- **EXTRAIT À LIRE**:
8. « son équipe [de la WPATH] de 127 auteurs a évalué près de 1 500 articles scientifiques »❌

L’équipe de la WPATH n’a procédé à aucune évaluation structurée de la qualité des études (et ce n’est pas leur rôle). Les 127 auteurs n’ont fait que lire et citer des publications.

En réalité, l’évaluation scientifique a été déléguée en 2018 à une équipe indépendante du centre de pratique fondée sur les preuves de l’Université Johns Hopkins (UJH), à qui la WPATH avait commandé des revues systématiques sur treize questions de recherche, pour orienter leurs recommandations (ce qui est un processus standard).


Seulement :

L’équipe de l’UJH a effectivement réalisé de nombreuses revues systématiques, mais seules deux d’entre elles ont été publiées (Wilson et al., 2020 , Baker et al., 2021).


Pourquoi les autres n’ont-elles jamais vu le jour ?

Parce que la WPATH a stoppé leur publication.


Pourquoi ?

Car les résultats ne soutenaient pas ses objectifs de recommander les hormones et les chirurgies au plus grand nombre.

 

Comment sait-on tout cela ?

Ce fait a été révélé dans le cadre d’un procès en Alabama, via des pièces à conviction (notamment la pièce à conviction 173, p. 23/142). Des courriels internes entre l’UJH et la WPATH ont été assignés à comparaître. Dans l’un d’eux, daté d’août 2020 (pièce à conviction 173, p. 23/142), la responsable de l’équipe d’évaluation de l’UJH écrit à une représentante de l’AHRQ :

« Nous avons des problèmes avec ce sponsor [WPATH] qui tente de restreindre notre capacité à publier ».

Elle ajoute que leur équipe a trouvé :

« Peu à pas de preuves concernant les enfants et adolescents ».


Et pourtant, dans ses « Standards de soins » (2022), la WPATH justifie l’absence de revue systématique sur les adolescents par un prétendu « faible nombre d’études » disponibles, ce qui est contredit par les évaluations des preuves non publiées de l’UJH.


🔎 Page exhaustive à partir de ces pièces à conviction, qui montre comment la WPATH a intentionnellement contrôlé et censuré les preuves pour formuler ses recommandations : un procédé gravement contraire à l’intégrité scientifique.

9. «  1 500 articles scientifiques, bien davantage que le rapport Cass » ❌

Ceci est inexact : le Cass Review, via les revues systématiques réalisées par l’Université de York, a examiné une base documentaire bien plus large que ce que laisse entendre cette affirmation. Selon le rapport final du Cass Review (p. 272/388) :

« Nos recherches [de l’équipe de l’université de York] ont permis d’identifier 28 147 publications, dont 3 181 ont été jugées potentiellement pertinentes pour la série de revues systématiques associées ».

- **SECTION DES DONNÉES**:
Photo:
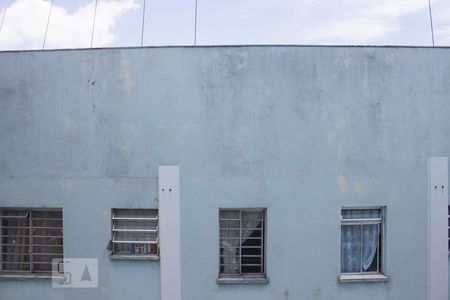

- **OBJECTIF DE L'EXERCICE**:
Relevez toutes les années mentionnées dans l'extrait à lire, chacune une seule fois, en les classant par ordre croissant.

- **RÉPONSE ATTENDUE**:
2018, 2020, 2021, 2022